> **TEXT EXCERPT**:

□ □ □

For when Jesus tells us to “love our neighbor” throughout the Gospels, and Paul reaffirms it in his own letters, they do not mean just the neighbor who lives down the block, or attends St. Patrick’s Church, or lives in Incline Village, King’s Beach, or Truckee. They do not mean to love just the neighbor who looks like you, or thinks like you, or talks like you. No, over and over God pushes the boundaries, asks us to constantly reconsider (as Jesus did in the parable of the Good Samaritan): “Who is our neighbor?”

Our God is asking us to love all of our neighbors—unconditionally: our local neighbors and our tourist neighbors, our Latino neighbors and our black neighbors, our indigenous neighbors and our immigrant neighbors; our citizen neighbors and our undocumented neighbors. God is asking us to love our republican neighbor and our democrat neighbor, our libertarian neighbor and our socialist neighbor. God is asking us to love our Jewish neighbor and our Muslim neighbor, our Buddhist neighbor and our atheist neighbor. I think we get the picture… God is asking us to love our neighbor. Full stop.

But y’all, as I said earlier, it is a tall order for any human being to love her neighbor. I of all people get fed up with the bickering and the drama and the division. I cringe and cry at the belittling of our fellow human beings on Facebook feeds, and media sources, and even out of the mouths of many who hold power and authority.

So what do we do, when we feel such frustration at society’s current situation? Well as Christians the answer is clear, we still without a shadow of a doubt, must love our neighbor. Now we’ve just outlined who is our neighbor: every child of God on this beautiful planet. But what does this agape, this unconditional love actually entail? How do we move from a schmaltzy love to an active, abundant, liberating kind of love?

□ □ □

> **EXTRACTED ENTRIES**:
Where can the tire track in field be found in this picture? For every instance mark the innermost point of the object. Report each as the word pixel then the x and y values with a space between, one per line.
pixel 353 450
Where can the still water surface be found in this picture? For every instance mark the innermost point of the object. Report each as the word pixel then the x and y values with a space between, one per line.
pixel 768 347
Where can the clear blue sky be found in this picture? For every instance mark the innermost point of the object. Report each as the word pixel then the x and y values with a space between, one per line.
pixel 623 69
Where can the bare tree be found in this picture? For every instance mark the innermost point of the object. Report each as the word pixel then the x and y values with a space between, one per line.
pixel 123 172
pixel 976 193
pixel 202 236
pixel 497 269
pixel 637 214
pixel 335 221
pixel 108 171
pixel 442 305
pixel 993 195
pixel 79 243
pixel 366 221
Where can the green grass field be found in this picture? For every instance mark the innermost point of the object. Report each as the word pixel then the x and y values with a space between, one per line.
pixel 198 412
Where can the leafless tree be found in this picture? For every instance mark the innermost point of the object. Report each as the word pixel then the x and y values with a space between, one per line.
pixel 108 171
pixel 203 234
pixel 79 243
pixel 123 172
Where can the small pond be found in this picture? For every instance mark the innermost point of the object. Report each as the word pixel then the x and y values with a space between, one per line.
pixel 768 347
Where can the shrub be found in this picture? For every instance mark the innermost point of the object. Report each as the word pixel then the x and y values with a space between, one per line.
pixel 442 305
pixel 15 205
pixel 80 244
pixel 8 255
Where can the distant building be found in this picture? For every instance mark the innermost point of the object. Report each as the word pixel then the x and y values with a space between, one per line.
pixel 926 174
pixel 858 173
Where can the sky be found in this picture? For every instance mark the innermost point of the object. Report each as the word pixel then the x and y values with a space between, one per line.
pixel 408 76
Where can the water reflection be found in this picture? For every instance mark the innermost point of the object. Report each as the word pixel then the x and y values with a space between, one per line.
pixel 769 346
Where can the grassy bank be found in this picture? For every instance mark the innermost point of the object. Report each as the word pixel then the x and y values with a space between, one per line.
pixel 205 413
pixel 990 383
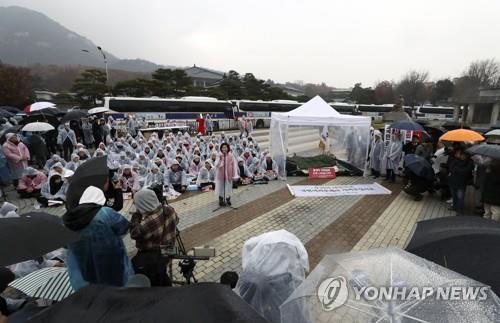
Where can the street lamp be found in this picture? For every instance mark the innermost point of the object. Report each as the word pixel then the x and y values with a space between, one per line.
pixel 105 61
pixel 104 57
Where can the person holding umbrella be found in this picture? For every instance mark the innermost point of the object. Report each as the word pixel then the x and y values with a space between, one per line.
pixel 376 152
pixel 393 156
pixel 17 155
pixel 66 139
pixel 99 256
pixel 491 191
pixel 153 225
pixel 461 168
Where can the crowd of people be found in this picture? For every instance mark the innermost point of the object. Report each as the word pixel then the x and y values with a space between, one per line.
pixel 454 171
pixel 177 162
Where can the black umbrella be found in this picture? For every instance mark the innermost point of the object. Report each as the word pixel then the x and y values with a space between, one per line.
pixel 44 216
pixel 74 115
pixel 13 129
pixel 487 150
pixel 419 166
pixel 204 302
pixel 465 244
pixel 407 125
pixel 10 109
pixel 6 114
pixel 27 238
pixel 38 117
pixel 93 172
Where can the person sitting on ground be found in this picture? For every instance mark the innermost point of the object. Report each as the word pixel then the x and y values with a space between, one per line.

□ □ □

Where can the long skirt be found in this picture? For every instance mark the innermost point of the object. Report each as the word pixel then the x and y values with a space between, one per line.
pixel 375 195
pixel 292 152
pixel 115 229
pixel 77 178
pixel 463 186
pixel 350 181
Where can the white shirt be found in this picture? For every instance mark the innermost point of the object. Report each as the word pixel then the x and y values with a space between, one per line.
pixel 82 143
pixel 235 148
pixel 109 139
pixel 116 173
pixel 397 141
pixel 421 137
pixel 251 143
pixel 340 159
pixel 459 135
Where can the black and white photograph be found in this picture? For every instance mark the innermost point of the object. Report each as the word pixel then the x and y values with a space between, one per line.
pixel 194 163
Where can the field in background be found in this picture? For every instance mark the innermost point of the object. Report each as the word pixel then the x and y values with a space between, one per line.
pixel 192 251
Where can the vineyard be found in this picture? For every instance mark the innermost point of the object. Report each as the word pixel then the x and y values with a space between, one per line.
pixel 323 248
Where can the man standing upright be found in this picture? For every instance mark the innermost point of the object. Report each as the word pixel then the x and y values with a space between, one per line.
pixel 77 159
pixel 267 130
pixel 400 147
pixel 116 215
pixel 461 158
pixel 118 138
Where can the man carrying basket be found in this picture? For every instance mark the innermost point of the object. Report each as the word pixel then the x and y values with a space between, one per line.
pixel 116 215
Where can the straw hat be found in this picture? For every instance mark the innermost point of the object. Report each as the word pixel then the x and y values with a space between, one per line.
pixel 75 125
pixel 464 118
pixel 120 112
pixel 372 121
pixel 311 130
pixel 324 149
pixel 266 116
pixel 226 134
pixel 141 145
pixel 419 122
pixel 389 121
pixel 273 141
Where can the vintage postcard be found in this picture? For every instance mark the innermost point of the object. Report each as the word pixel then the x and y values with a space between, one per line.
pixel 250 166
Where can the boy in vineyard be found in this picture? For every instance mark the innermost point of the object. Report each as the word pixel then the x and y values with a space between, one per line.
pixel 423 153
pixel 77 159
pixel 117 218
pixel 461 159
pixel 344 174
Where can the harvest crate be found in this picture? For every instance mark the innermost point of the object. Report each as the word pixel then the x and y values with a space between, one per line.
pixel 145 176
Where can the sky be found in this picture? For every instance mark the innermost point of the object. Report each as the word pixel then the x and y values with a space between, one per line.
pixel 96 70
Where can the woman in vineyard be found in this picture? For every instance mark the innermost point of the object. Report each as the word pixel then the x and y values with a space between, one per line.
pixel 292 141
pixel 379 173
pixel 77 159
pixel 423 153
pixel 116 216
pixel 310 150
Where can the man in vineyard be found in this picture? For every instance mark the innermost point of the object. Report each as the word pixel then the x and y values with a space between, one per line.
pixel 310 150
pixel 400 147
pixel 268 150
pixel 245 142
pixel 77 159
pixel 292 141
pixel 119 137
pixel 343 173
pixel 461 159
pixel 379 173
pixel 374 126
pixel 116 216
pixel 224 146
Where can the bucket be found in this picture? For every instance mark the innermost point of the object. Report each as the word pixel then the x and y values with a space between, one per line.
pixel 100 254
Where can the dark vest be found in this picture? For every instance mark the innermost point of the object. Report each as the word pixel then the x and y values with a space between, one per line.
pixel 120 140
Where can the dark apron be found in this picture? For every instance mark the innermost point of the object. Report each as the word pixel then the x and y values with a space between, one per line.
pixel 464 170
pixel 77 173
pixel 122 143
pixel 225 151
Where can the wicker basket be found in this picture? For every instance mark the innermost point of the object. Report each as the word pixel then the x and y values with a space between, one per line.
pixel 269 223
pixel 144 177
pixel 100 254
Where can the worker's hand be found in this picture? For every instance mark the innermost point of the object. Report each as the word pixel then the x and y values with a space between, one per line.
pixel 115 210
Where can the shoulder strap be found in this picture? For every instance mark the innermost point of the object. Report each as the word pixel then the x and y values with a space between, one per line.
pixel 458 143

□ □ □

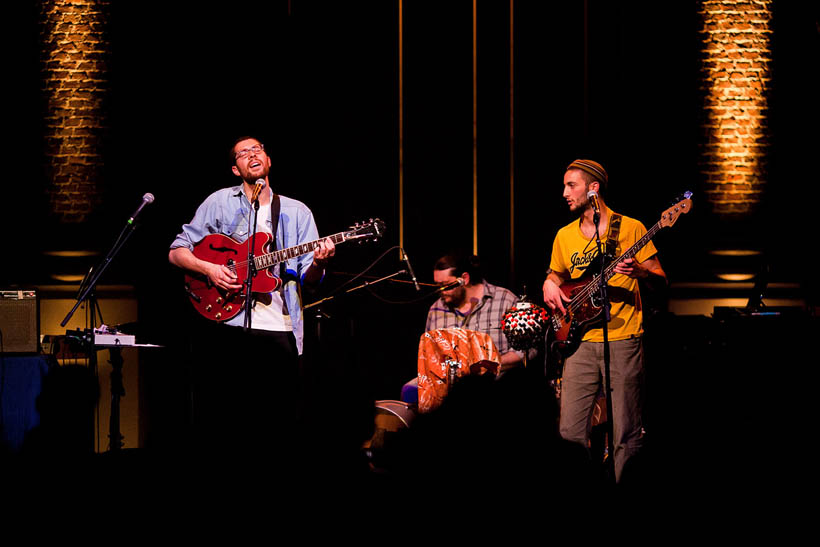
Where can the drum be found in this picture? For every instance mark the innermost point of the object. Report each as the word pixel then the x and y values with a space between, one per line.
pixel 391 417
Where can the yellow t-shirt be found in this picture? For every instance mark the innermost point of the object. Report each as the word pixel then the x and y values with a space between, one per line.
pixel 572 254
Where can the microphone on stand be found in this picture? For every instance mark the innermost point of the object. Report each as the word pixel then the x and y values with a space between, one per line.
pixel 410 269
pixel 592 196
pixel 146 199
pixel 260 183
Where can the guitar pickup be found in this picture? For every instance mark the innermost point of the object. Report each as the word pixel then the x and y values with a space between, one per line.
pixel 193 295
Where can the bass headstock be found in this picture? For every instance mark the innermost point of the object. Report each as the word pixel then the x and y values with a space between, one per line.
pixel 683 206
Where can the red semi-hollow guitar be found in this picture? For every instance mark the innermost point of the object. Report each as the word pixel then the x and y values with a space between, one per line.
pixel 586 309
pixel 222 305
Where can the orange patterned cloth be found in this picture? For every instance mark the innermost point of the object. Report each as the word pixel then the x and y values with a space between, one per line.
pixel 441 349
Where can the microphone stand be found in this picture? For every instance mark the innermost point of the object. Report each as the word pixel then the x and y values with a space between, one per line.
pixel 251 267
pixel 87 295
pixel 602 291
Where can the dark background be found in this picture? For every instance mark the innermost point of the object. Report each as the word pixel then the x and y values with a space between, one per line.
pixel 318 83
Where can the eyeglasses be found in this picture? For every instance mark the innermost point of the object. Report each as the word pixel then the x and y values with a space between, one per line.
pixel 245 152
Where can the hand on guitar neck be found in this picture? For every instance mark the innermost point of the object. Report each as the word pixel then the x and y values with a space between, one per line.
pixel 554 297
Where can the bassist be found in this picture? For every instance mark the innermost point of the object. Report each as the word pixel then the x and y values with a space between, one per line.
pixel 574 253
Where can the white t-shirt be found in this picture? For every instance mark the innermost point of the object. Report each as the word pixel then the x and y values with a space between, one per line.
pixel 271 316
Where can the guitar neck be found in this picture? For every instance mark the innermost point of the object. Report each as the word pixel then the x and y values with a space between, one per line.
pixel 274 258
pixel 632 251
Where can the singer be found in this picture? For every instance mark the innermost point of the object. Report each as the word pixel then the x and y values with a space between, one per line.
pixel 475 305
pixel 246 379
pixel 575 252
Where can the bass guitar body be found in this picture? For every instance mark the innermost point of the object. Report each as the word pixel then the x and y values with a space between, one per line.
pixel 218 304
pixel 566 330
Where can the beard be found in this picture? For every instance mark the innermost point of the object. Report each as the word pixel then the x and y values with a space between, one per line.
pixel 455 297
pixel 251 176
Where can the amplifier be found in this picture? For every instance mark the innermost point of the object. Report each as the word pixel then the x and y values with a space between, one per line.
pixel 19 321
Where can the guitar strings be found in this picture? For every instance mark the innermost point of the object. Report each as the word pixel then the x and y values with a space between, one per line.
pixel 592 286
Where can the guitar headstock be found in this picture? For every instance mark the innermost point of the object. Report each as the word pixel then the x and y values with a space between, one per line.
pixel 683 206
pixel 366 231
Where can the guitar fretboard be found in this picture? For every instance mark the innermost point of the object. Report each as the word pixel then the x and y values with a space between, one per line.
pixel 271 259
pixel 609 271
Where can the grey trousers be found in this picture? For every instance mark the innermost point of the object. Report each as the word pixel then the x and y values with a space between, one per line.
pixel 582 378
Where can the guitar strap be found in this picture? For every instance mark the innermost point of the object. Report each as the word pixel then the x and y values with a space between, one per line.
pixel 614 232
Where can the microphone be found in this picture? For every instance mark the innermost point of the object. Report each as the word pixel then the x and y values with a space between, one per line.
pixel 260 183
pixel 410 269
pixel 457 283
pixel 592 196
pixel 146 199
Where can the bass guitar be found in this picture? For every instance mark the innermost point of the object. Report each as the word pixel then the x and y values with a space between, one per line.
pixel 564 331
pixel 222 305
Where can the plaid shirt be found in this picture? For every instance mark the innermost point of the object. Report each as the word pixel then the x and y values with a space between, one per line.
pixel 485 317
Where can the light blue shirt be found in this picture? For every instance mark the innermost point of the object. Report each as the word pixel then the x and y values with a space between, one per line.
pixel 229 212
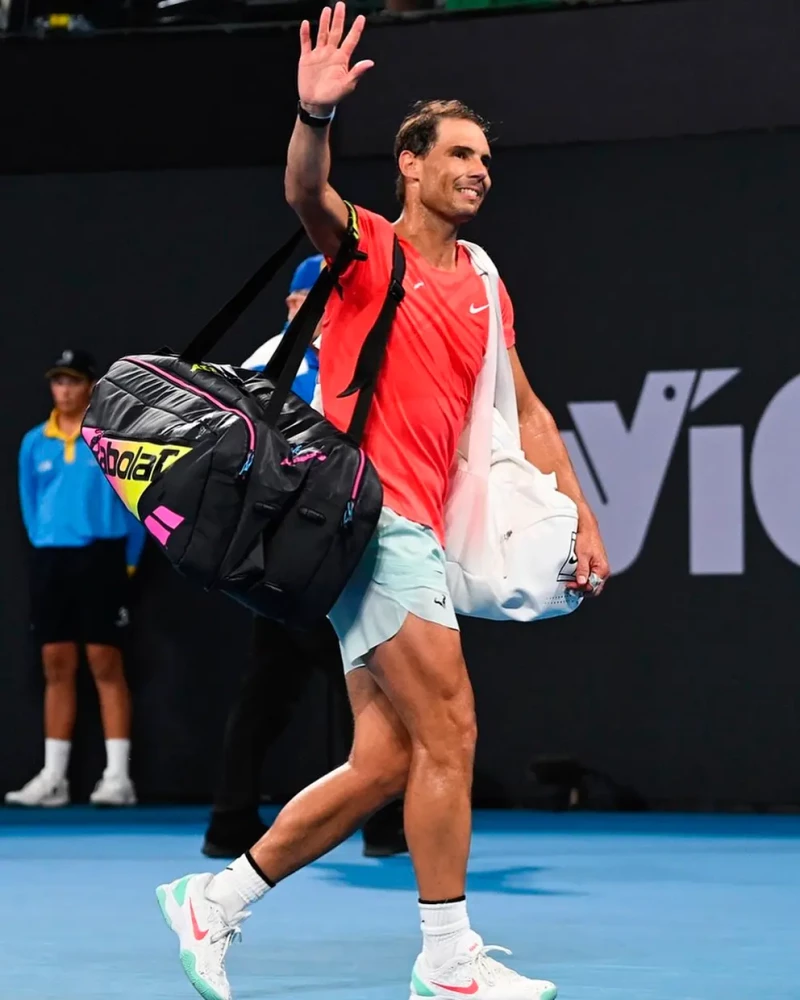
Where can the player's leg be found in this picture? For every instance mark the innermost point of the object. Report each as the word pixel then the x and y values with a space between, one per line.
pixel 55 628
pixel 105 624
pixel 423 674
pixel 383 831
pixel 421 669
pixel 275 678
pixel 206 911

□ □ □

> **EXPLORE THE MATERIAL**:
(A) Answer each question from the sermon excerpt.
(i) Which parable does it cite for the question "Who is our neighbor?"
(ii) In which three places does the speaker see fellow human beings belittled?
(iii) Who, in the end, does it say our neighbor is?
(B) In one to three sentences, explain why the sermon excerpt says the command to love our neighbor covers more than the neighbor down the block or one who looks, thinks, or talks like us.
Rely on the sermon excerpt alone; the rows play no part here.

> **SOLVED TASKS**:
(A)
(i) The parable of the Good Samaritan.
(ii) On Facebook feeds, in media sources, and out of the mouths of many who hold power and authority.
(iii) Every child of God on this beautiful planet.

(B) Over and over, God pushes the boundaries and asks us to keep reconsidering "Who is our neighbor?", as Jesus did in the parable of the Good Samaritan. For that reason, the command means loving all of our neighbors unconditionally.